(Part of a data file)
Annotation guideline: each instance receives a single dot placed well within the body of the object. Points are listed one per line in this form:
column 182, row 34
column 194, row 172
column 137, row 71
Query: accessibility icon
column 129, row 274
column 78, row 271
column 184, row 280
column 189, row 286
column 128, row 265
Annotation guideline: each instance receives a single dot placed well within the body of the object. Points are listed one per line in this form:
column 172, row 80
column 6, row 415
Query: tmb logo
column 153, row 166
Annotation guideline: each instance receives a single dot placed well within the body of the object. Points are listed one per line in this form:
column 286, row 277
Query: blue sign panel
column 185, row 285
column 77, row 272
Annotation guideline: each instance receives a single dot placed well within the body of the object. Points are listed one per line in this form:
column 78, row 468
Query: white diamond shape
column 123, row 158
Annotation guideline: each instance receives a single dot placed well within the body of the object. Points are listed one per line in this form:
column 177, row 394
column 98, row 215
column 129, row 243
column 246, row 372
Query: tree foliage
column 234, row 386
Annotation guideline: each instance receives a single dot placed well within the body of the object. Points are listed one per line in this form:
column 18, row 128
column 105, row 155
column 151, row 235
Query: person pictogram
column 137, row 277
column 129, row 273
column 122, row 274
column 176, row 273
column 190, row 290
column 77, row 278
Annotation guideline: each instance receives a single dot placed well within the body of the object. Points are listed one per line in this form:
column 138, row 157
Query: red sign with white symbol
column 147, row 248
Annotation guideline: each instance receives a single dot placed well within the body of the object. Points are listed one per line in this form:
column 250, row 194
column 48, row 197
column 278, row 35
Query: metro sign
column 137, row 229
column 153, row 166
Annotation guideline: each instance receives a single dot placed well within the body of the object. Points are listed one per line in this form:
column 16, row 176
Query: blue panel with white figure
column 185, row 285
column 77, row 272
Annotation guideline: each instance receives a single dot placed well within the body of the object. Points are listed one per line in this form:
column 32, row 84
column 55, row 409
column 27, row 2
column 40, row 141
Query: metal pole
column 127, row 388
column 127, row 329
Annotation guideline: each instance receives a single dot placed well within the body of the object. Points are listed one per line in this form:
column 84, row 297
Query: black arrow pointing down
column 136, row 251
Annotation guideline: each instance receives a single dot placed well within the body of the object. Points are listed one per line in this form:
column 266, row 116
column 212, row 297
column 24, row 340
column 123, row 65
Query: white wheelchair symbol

## WORK INSTRUCTIONS
Copy the rows verbatim, beginning at the first row and stopping after the row that contains "column 147, row 248".

## WORKED SOLUTION
Annotation guideline: each instance receives a single dot placed well within the body of the object. Points are listed one per line in this form:
column 182, row 34
column 194, row 172
column 137, row 71
Query: accessibility icon
column 129, row 274
column 78, row 271
column 184, row 280
column 189, row 286
column 128, row 265
Annotation guideline: each instance receives a single dot placed well within the body of the object. Points are listed one per line in this form:
column 172, row 80
column 6, row 415
Query: tmb logo
column 153, row 166
Annotation guideline: each instance receives a single dot placed well within the body of the object. Points are listed one per line in this form:
column 286, row 277
Query: blue sign panel
column 185, row 285
column 77, row 272
Annotation guideline: each instance receives a single dot placed well within the body of the object. Points are listed one per line in this form:
column 78, row 468
Query: white diamond shape
column 123, row 158
Annotation guideline: each instance receives a single dot placed well within the body of the object. Points are listed one per line in this form:
column 177, row 394
column 98, row 215
column 129, row 243
column 246, row 372
Query: tree foliage
column 234, row 386
Annotation guideline: each instance receives a single dot placed well within the body of the object. Points are listed one per line in this form:
column 18, row 128
column 105, row 155
column 151, row 235
Query: person pictogram
column 137, row 277
column 129, row 273
column 122, row 274
column 176, row 273
column 190, row 290
column 77, row 278
Annotation guideline: each instance receives a single dot placed well within the body of the object. Points are listed one per line in this form:
column 138, row 157
Query: red sign with white symbol
column 147, row 248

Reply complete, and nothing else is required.